**TASK BRIEF**
Nothing but an exact repetition of the listing should be returned.

**THE DATA**
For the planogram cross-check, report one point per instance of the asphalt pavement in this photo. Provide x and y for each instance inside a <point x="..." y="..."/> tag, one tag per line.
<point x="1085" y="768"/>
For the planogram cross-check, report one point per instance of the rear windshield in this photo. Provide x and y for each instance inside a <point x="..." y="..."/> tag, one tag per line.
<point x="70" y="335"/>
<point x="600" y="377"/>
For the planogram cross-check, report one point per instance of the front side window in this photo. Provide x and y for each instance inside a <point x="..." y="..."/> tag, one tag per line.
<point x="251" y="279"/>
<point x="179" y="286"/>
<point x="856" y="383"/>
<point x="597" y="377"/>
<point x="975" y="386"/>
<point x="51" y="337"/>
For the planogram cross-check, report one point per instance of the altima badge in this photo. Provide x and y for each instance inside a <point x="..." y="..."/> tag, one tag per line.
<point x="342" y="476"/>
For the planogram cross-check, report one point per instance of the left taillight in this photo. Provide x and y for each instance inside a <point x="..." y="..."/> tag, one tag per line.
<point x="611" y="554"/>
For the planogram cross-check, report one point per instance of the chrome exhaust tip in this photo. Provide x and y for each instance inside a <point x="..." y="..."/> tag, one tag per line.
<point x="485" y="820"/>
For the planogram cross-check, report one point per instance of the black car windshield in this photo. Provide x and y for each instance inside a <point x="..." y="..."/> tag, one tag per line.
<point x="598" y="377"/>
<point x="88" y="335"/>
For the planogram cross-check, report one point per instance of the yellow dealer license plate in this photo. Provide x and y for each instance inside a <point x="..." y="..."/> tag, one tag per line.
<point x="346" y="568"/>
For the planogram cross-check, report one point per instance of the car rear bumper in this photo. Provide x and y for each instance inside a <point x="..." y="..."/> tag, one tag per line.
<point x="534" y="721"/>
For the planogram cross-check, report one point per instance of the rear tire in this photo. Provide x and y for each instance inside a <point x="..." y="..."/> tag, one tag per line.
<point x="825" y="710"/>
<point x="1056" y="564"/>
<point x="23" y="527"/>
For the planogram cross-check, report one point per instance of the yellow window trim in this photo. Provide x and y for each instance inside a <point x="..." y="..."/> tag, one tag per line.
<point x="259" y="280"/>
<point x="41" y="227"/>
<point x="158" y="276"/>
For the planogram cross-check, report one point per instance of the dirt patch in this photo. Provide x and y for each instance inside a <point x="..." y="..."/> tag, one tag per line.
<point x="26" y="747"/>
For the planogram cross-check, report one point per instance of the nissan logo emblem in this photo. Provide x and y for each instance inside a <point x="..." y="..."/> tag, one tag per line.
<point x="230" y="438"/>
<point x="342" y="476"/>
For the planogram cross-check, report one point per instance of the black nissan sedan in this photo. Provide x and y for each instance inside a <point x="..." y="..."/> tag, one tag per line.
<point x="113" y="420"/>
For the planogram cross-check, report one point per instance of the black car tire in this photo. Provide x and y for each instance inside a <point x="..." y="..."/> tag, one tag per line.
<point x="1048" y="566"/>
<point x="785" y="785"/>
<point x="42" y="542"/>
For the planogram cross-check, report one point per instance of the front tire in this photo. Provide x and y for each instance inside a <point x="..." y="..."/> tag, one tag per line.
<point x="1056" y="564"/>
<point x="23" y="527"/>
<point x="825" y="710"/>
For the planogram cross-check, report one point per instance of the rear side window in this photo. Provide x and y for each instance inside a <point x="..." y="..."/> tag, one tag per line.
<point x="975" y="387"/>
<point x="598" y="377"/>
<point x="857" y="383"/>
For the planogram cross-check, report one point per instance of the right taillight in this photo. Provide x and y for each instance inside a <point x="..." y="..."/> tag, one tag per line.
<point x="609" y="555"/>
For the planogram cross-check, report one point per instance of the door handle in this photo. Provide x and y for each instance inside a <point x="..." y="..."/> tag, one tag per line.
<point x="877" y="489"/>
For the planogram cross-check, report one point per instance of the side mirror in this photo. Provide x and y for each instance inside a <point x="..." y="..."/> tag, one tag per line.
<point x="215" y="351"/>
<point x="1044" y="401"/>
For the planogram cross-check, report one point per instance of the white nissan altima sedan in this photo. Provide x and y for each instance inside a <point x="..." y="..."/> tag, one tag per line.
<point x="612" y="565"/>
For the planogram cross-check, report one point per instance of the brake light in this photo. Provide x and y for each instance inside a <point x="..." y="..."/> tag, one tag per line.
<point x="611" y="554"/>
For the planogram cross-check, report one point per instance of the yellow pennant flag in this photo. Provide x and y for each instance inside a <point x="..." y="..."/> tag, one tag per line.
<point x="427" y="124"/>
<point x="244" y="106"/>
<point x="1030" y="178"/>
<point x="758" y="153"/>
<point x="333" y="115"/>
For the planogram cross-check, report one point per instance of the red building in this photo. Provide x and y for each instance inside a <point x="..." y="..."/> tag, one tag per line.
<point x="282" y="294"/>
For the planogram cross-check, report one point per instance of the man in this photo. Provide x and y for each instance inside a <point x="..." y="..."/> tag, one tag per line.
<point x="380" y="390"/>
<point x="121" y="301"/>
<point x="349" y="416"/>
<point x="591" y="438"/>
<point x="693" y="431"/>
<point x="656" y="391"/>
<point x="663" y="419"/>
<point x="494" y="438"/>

**EXERCISE OUTPUT**
For the planogram cross-check, report one point per instance of the asphalt pavement in this photo. Provide x and y for each instance inside a <point x="..." y="..."/> tag, one tag per line.
<point x="1085" y="768"/>
For the planogram cross-check, report one point per instance of the rear windshield in this photo. Provide x and y for each instance inside a <point x="..." y="..."/> tag, one tag per line.
<point x="70" y="335"/>
<point x="600" y="377"/>
For the planogram cross-check, report one point per instance of the front side window in this photo. Provide x and y for each instance inside a <point x="..." y="..."/> tag, one tag per line.
<point x="251" y="279"/>
<point x="179" y="286"/>
<point x="856" y="383"/>
<point x="597" y="377"/>
<point x="975" y="386"/>
<point x="51" y="337"/>
For the planogram cross-check, report one point per instance of the altima badge in this photo. Provide x and y for each instance inside a <point x="..." y="..."/> tag, one tag per line.
<point x="342" y="476"/>
For the planogram cross-check, report one point per instance of the left taillight in this photo. Provide x and y for each instance inside a <point x="..." y="..."/> tag, one tag per line.
<point x="611" y="554"/>
For the planogram cross-check, report one point per instance of the chrome exhaust tip in this photo. Provide x and y for each instance inside a <point x="..." y="..."/> tag, one tag per line.
<point x="485" y="820"/>
For the planogram cross-check, report one point per instance of the black car windshield in this photo. Provide x and y for each instance inside a <point x="..." y="..."/> tag, one tag per line.
<point x="598" y="377"/>
<point x="88" y="335"/>
For the planogram cross-check, report one point per instance of the yellow dealer license plate in this photo. Provide x and y for each instance inside a <point x="..." y="..."/> tag, one tag per line.
<point x="346" y="568"/>
For the planogram cross-check, report one point per instance of the car rear bumper in this photo. Provide x and y for each instance inside a <point x="..." y="..."/> tag, one tag per line.
<point x="534" y="721"/>
For the planogram cross-check, report one point per instance of the rear tire in this photo. Provide x and y for each instance inside a <point x="..." y="..."/> tag, one tag per line.
<point x="825" y="710"/>
<point x="1056" y="564"/>
<point x="23" y="527"/>
For the planogram cross-check, report one point per instance of the yellow window trim in this photo. Provide x and y for each instance inside a <point x="..." y="..."/> tag, one tag per line.
<point x="259" y="280"/>
<point x="41" y="227"/>
<point x="158" y="276"/>
For the planogram cross-check, report one point per instance of the dirt patch in this photo. Provide x and y for each instance inside a <point x="..." y="..."/> tag, one tag per line.
<point x="26" y="747"/>
For the planogram cross-check, report one point per instance of the nissan logo emblem in this photo. Provide x and y for each instance inside a <point x="..." y="..."/> tag, one tag per line.
<point x="230" y="438"/>
<point x="342" y="476"/>
For the planogram cross-check, report one point per instance of the black nissan sedan in this photo. Provide x and y for each instance inside a <point x="..." y="..."/> tag, one tag per line.
<point x="113" y="420"/>
For the planogram cross-check, report one point per instance of the black car tire in this photo. Provide x and y for each instance inside a <point x="..." y="..."/> tag, one tag per line.
<point x="1048" y="566"/>
<point x="785" y="785"/>
<point x="42" y="542"/>
For the planogram cross-check, report one point per instance of the front tire in this photo. Provide x and y for each instance inside a <point x="..." y="..."/> tag, one tag per line.
<point x="1056" y="564"/>
<point x="23" y="527"/>
<point x="825" y="710"/>
For the planogram cross-check, report one point per instance of the rear side window in this photo. Provide x and y for each instance inside a <point x="..." y="..."/> tag, one tag per line.
<point x="975" y="387"/>
<point x="598" y="377"/>
<point x="857" y="383"/>
For the planogram cross-check, report one point per instance of the right taillight in this photo. Provide x and y for each instance inside a <point x="..." y="..."/> tag, one tag per line.
<point x="609" y="555"/>
For the planogram cross-check, report one point per instance of the door handle in this photo. Provide x and y for each instance inside a <point x="..." y="..."/> tag, one tag per line.
<point x="877" y="489"/>
For the planogram cross-check, report one point per instance of the side mirror in this photo. Provide x and y for each instance inside a <point x="..." y="..."/> tag, one tag per line.
<point x="215" y="351"/>
<point x="1044" y="401"/>
For the planogram cross-check, report one point per instance of the white nissan altima sedan in this photo. Provide x and y for each instance inside a <point x="..." y="..."/> tag, one tag per line.
<point x="612" y="565"/>
For the planogram cross-check, report one point per instance of the brake light in this photo. Provide x and y for each instance inside a <point x="..." y="..."/> tag, one tag per line.
<point x="611" y="554"/>
For the planogram cross-check, report one point per instance of the yellow pennant flag in this photo. Provide x and y for each instance inside a <point x="..." y="..."/> tag, one tag per line.
<point x="427" y="124"/>
<point x="244" y="106"/>
<point x="1030" y="178"/>
<point x="758" y="153"/>
<point x="333" y="115"/>
For the planogram cross-check, report one point per instance of the red building in this photo. Provide x and y for each instance inside a <point x="..." y="..."/> tag, one tag per line.
<point x="282" y="294"/>
For the planogram cross-check, report one point per instance of the man in this photo. Provide x and y for each instance inside a <point x="..." y="..."/> tag, one tag per line.
<point x="380" y="390"/>
<point x="121" y="301"/>
<point x="349" y="416"/>
<point x="591" y="438"/>
<point x="693" y="431"/>
<point x="656" y="391"/>
<point x="663" y="419"/>
<point x="494" y="438"/>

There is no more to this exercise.